_TASK:_
Rewrite all of the data below, changing "innermost point" to "central point" everywhere it occurs and keeping every other character the same.

_PROVIDED ENTRIES:_
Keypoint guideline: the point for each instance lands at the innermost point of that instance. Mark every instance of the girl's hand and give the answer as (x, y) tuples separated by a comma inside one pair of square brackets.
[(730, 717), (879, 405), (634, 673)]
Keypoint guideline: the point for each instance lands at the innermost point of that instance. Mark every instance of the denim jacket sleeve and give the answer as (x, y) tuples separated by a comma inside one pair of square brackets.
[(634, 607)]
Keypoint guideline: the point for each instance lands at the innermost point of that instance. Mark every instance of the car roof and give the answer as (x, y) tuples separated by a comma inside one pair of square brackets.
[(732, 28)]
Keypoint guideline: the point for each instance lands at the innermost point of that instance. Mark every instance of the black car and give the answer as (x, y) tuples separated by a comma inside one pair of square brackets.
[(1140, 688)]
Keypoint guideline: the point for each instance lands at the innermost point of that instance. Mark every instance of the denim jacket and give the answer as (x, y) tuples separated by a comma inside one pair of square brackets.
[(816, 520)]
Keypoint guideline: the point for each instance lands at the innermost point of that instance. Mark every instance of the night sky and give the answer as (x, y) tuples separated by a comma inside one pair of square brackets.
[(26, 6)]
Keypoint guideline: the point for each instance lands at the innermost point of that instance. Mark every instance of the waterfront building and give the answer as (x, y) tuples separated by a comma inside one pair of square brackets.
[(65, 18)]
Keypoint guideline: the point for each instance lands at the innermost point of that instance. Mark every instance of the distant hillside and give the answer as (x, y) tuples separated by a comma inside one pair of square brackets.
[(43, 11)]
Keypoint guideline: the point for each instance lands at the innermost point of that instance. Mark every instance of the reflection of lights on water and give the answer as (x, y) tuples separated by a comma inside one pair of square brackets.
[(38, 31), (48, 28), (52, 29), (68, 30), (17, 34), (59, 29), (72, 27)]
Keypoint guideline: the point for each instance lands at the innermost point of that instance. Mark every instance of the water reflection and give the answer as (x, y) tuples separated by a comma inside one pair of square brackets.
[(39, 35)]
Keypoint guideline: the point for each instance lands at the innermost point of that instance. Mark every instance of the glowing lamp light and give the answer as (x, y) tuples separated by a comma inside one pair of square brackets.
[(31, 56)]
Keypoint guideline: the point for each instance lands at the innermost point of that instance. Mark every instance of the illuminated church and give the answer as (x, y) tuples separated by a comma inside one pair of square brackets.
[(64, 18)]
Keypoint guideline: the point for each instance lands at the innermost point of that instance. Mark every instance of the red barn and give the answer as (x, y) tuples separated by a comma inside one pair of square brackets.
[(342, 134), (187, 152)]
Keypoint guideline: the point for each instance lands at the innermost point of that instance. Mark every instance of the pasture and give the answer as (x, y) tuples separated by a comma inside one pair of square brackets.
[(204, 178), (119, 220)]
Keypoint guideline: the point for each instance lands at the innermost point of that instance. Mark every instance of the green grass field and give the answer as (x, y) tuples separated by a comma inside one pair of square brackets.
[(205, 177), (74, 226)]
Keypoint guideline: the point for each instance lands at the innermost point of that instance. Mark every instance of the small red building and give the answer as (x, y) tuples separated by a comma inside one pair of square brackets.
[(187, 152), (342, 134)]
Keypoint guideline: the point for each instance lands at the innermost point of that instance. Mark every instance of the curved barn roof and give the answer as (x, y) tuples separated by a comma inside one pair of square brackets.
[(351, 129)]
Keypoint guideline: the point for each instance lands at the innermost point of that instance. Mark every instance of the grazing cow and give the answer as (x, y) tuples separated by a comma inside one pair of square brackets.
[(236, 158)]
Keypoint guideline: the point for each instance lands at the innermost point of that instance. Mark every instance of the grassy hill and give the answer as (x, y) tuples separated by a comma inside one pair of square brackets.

_WRITTEN RESPONSE:_
Keypoint guideline: the point for each instance lands at the central point of that instance. Mark every instance of the girl's hand and give the answer as (x, y) tuples separated by a comma inside one pair of square brackets.
[(730, 717), (879, 405), (634, 673)]
Keypoint guideline: the point for each instance lands at the central point of that instance. Mark every instance of the denim jacket sleeve and give the answer as (x, y) tuples separated by a comma inside one pair of square brackets.
[(634, 607)]
Keypoint guideline: the point for each instance lands at the central point of that instance. Mark every instance of the car roof and give the answer as (x, y) tuples separated by a comma inside one pair of square brackets.
[(732, 28)]
Keypoint guideline: the point for each instance lands at the central point of that instance. Mark every instance of the black car and give the answer as (x, y) tuples separated by a comma inside one pair of square brackets.
[(1140, 688)]
Keypoint guideline: the point for each instance lands at the central point of that instance. Mark every instance of the denim jacket and give the answer as (x, y) tuples separated by a comma inside one pair of square brackets.
[(816, 520)]
Keypoint guideline: the point for each instance lands at the central point of that instance. Mark every instance of the night sky and give the answer as (x, y) tuples separated by a comma inside one pair of square brackets.
[(26, 6)]
Keypoint guideline: the point for each instance lands at the central point of that instance. Mark every instance of the waterfront building and give the answer as (x, y) tuples separated by a comma inside one pair of square brackets.
[(65, 18)]
Keypoint guideline: the point for each instance lands at the central point of that instance. Mark every instance of the distant hillside and give the answer as (x, y) tuples separated by a comma inside one pair of square brackets.
[(43, 11)]
Keypoint guideline: the point for each instance lands at the central point of that instance. Mark every instance of the reflection of lights on water and give the answer as (x, y) tuples separated by a comma inside one pair of square brackets.
[(38, 31), (48, 28), (52, 29), (68, 30), (17, 34), (59, 29), (72, 27)]
Keypoint guideline: the point for each instance lands at the central point of that instance. Mark every instance of the water reflection and give the answer as (x, y) tuples separated by a comma inside one pair of square brackets.
[(39, 35)]
Keypoint guideline: the point for each instance lands at the central point of that instance. Mark every instance of the glowing lamp light and give the answer as (x, y) tuples separated by a comma inside one pair of square brackets.
[(31, 56)]
Keypoint guideline: the point for each instance lands at the central point of that instance. Mark every instance of the illuminated church and give the answer as (x, y) tuples separated by a comma inside one pair of square brackets.
[(64, 18)]
Keypoint guideline: the point for each instance lands at the central point of that instance. Mark every instance of the red barn and give the answer as (x, y) tuples separated by a comma inside one pair of square brackets.
[(342, 134), (187, 152)]
Keypoint guideline: the point for each instance lands at the central point of that instance. Mark every instance of the pasture and give the answer as (x, y) tuples separated by a comma inside one pair of square brackets.
[(204, 178), (119, 220)]
Keypoint guideline: the point for each instance lands at the central point of that instance. Mark every instance of the green grass field and give the answer as (x, y) tuples separated by a comma inside one pair of square brackets.
[(205, 177), (74, 226)]
Keypoint guideline: the point for each instance lands at the central point of that instance. Mark every instance of the small red building and give the answer as (x, y) tuples separated by a comma inside one pair of square brackets.
[(187, 152), (342, 134)]
Keypoint guideline: the point for each instance lands at the central point of that instance. Mark every instance of the curved barn roof and give the answer as (x, y) tuples separated by a comma inside one pair of square brackets.
[(351, 129)]
Keypoint guideline: the point for each instance lands at the central point of that instance. Mark every instance of the grazing cow and give the answer as (x, y) tuples separated by a comma inside one pair of square brackets.
[(236, 158)]
Keypoint guideline: the point for each instance lands at the central point of that instance. Mark every instance of the grassy hill and give the answer as (x, y) tuples separated by a comma inside one pair of square brackets.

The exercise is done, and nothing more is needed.